> **Requirements**: Convert all of the lines below into a Markdown table with the columns Row and Line, giving each line its row number and leaving out any blank lines.

[Coordinate annotation entries]
━━━━━━
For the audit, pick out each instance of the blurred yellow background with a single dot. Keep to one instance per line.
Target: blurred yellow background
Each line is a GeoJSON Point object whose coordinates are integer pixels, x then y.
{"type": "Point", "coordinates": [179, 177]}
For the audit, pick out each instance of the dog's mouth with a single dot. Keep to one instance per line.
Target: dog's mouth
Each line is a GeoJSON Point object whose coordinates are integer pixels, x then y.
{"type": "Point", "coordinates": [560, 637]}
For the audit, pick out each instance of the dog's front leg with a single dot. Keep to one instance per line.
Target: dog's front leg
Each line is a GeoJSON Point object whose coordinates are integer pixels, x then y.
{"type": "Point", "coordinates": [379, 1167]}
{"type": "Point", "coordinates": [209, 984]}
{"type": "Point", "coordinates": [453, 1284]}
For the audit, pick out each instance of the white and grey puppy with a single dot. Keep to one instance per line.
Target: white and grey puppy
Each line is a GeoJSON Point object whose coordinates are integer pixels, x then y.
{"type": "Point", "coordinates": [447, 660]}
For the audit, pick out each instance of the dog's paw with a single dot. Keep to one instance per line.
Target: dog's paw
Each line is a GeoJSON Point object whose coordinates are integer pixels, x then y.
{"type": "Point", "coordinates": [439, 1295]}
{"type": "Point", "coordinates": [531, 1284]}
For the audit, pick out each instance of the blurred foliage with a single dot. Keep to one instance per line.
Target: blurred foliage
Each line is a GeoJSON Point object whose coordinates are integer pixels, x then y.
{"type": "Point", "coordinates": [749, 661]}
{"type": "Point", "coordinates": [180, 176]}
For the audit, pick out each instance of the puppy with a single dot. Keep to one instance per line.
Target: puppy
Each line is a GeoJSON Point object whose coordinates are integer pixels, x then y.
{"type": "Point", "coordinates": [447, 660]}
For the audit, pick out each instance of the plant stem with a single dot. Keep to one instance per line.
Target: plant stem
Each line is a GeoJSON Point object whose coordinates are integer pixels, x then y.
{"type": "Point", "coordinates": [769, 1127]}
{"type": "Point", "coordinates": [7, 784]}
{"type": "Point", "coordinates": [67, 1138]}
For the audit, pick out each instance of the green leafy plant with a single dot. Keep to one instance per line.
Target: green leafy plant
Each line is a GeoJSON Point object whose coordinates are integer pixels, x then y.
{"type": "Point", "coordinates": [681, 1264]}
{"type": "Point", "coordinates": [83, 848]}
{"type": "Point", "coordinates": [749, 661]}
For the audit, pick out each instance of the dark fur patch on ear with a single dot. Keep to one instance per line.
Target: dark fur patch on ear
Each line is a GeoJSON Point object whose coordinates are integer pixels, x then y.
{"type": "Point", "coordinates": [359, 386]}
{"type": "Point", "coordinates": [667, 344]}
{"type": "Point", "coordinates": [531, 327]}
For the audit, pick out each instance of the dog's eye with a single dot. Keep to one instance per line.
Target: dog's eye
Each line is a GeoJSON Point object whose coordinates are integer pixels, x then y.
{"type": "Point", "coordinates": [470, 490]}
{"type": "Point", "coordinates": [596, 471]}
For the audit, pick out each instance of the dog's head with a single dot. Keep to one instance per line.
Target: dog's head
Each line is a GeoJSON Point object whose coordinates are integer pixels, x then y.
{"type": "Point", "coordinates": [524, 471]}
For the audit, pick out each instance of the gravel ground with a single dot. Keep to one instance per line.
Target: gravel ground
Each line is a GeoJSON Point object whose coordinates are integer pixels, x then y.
━━━━━━
> **Exercise response**:
| Row | Line |
|---|---|
| 1 | For the audit, pick out each instance of the blurred yellow background with a single dot. Keep to one instance per line. |
| 2 | Target: blurred yellow background |
| 3 | Each line is a GeoJSON Point object whose coordinates are integer pixels, x then y. |
| 4 | {"type": "Point", "coordinates": [179, 177]} |
| 5 | For the audit, pick out each instance of the dog's mouth with a single dot. Keep to one instance per line. |
| 6 | Target: dog's mouth |
| 7 | Each line is a GeoJSON Point object whose coordinates are integer pixels, x then y. |
| 8 | {"type": "Point", "coordinates": [560, 637]} |
| 9 | For the audit, pick out each instance of the dog's front leg with a single dot. Keep to one instance per line. |
| 10 | Target: dog's front leg |
| 11 | Each line is a GeoJSON Point object whose coordinates are integer pixels, x then y. |
| 12 | {"type": "Point", "coordinates": [379, 1167]} |
| 13 | {"type": "Point", "coordinates": [209, 984]} |
| 14 | {"type": "Point", "coordinates": [453, 1284]} |
| 15 | For the audit, pick out each instance of the white and grey puppy with a single dot. Keep to one instance per line. |
| 16 | Target: white and grey puppy |
| 17 | Each line is a GeoJSON Point object whose coordinates are integer pixels, x then y. |
| 18 | {"type": "Point", "coordinates": [447, 660]} |
| 19 | For the audit, pick out each instance of the dog's paw with a single dot. Keep to one instance per line. |
| 20 | Target: dog's paw |
| 21 | Each line is a GeoJSON Point object whose coordinates are integer pixels, x then y. |
| 22 | {"type": "Point", "coordinates": [439, 1295]} |
| 23 | {"type": "Point", "coordinates": [531, 1284]} |
| 24 | For the audit, pick out each instance of the blurred foliage with a single dot. Keep to one instance per line. |
| 25 | Target: blurred foliage |
| 26 | Each line is a GeoJSON Point object whose coordinates are integer pixels, x then y. |
| 27 | {"type": "Point", "coordinates": [749, 661]} |
| 28 | {"type": "Point", "coordinates": [180, 176]} |
| 29 | For the audit, pick out each instance of the puppy with a single dot. Keep to one instance per line. |
| 30 | Target: puppy |
| 31 | Each line is a GeoJSON Point object whose coordinates are integer pixels, x then y. |
| 32 | {"type": "Point", "coordinates": [447, 660]} |
| 33 | For the audit, pick out each instance of the plant stem with a single dot. Keep to one instance per line. |
| 34 | Target: plant stem |
| 35 | Each line is a GeoJSON Point object whose coordinates are integer pixels, x then y. |
| 36 | {"type": "Point", "coordinates": [769, 1127]} |
| 37 | {"type": "Point", "coordinates": [7, 784]} |
| 38 | {"type": "Point", "coordinates": [67, 1138]} |
| 39 | For the audit, pick out each instance of the green leafy plant with a single dot. Keep to one instance per line. |
| 40 | Target: green leafy plant |
| 41 | Each line is a GeoJSON Point object whose coordinates are integer pixels, x then y. |
| 42 | {"type": "Point", "coordinates": [681, 1264]} |
| 43 | {"type": "Point", "coordinates": [83, 848]} |
| 44 | {"type": "Point", "coordinates": [749, 661]} |
| 45 | For the audit, pick out each instance of the dark fur patch on ear with a single dot. Keep to one instance per line. |
| 46 | Target: dark fur patch on ear |
| 47 | Each line is a GeoJSON Point object whose coordinates are integer pixels, x then y. |
| 48 | {"type": "Point", "coordinates": [359, 386]} |
| 49 | {"type": "Point", "coordinates": [667, 344]} |
| 50 | {"type": "Point", "coordinates": [531, 327]} |
| 51 | For the audit, pick out each instance of the dog's eye with a single dot. Keep to one instance per line. |
| 52 | Target: dog's eye |
| 53 | Each line is a GeoJSON Point object whose coordinates are integer pixels, x then y. |
| 54 | {"type": "Point", "coordinates": [470, 490]} |
| 55 | {"type": "Point", "coordinates": [596, 471]} |
| 56 | For the audit, pick out each instance of the dog's head with a single dot. Keep to one instance per line. |
| 57 | Target: dog's head |
| 58 | Each line is a GeoJSON Point object whose coordinates are integer pixels, x then y. |
| 59 | {"type": "Point", "coordinates": [524, 471]} |
| 60 | For the audit, pick out each instance of the gravel ground with a single dot. Keep to one instance per line. |
| 61 | Target: gravel ground |
| 62 | Each line is a GeoJSON Point object whose coordinates are integer pixels, x then y. |